- The task: Work through the records below, line by line, and say how many lines include "wooded", with nothing else.

- Stored data entries:
.....

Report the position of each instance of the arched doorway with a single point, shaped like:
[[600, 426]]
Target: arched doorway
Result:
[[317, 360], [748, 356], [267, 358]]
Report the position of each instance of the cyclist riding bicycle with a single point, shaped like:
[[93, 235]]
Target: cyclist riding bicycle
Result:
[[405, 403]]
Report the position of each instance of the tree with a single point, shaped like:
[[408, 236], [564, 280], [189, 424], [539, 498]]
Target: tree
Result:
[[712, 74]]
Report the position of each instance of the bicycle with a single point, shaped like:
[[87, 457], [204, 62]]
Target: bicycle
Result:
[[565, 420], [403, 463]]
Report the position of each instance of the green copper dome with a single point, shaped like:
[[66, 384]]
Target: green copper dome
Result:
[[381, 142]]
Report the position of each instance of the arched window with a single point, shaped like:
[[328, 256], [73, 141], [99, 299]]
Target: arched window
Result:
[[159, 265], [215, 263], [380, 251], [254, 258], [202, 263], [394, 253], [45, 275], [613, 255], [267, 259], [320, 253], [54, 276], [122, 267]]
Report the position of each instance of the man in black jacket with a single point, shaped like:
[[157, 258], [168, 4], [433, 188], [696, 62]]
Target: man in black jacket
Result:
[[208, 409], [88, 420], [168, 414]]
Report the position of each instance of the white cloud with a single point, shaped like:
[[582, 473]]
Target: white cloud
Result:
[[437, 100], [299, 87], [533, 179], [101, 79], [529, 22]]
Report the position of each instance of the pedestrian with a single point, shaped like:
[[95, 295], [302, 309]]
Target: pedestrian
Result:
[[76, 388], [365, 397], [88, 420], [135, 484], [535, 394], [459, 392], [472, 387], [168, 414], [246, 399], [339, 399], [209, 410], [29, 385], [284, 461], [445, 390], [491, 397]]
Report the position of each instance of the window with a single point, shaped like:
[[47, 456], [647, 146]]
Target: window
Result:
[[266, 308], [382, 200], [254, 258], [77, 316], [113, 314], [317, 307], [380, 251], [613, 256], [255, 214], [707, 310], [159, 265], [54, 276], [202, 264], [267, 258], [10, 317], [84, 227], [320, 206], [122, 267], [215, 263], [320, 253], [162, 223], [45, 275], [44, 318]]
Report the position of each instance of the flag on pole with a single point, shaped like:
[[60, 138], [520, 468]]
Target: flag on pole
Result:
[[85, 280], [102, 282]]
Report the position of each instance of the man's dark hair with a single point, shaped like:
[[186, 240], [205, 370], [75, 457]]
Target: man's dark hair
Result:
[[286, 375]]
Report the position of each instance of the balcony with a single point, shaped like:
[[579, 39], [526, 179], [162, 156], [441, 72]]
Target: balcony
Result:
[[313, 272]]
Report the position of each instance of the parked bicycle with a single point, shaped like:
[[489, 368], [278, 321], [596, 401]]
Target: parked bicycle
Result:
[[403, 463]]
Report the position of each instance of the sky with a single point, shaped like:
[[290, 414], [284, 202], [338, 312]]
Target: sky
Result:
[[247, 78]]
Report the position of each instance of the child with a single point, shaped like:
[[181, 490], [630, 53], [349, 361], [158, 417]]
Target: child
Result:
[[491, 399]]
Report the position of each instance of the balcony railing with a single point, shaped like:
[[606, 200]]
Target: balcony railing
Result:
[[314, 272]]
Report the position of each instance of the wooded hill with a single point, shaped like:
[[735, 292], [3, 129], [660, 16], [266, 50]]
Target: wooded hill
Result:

.....

- Answer: 2